** Request **
Rewrite the lines from the very first one down through the line containing "[(136, 106)]", replacing "every instance" with "each occurrence" and leaving everything else the same. Give only those lines, and leave out the pictures.

☆ ☆ ☆ ☆ ☆

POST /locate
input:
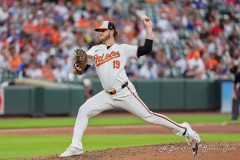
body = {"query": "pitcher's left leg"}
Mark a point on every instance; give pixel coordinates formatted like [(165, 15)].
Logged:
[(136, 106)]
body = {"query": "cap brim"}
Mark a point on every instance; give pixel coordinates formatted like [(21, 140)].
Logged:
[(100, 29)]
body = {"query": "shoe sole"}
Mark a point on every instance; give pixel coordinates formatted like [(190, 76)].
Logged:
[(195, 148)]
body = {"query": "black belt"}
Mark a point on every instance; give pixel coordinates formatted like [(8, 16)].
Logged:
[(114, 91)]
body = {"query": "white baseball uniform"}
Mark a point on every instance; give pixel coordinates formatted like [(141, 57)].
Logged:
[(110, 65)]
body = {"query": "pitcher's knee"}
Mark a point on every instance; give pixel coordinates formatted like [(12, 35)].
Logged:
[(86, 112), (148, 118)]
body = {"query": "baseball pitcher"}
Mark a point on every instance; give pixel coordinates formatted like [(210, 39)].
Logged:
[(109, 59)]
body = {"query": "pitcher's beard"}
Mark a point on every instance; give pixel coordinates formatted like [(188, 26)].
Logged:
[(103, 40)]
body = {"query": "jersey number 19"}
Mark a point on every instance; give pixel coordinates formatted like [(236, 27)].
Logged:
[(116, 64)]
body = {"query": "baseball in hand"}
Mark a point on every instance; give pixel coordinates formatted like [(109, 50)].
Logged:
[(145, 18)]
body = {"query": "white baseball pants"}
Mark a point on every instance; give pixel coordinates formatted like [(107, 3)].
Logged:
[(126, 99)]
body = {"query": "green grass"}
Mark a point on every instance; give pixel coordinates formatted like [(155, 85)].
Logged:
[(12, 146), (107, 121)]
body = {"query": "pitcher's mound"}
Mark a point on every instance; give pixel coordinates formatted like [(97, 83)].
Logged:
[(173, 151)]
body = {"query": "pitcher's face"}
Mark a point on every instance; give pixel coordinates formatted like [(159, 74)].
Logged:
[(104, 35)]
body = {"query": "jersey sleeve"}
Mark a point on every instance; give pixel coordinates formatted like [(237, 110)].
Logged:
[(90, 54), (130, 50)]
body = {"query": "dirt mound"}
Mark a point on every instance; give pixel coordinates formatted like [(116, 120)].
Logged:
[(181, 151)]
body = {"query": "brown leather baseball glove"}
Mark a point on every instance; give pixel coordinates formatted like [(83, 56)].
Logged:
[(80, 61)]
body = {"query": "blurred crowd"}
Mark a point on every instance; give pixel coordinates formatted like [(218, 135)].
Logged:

☆ ☆ ☆ ☆ ☆

** Exercise response **
POST /locate
input:
body = {"query": "pitcher's left leg"}
Mark a point on each occurrence; give pixel coordinates formatted like [(165, 15)].
Logged:
[(136, 106)]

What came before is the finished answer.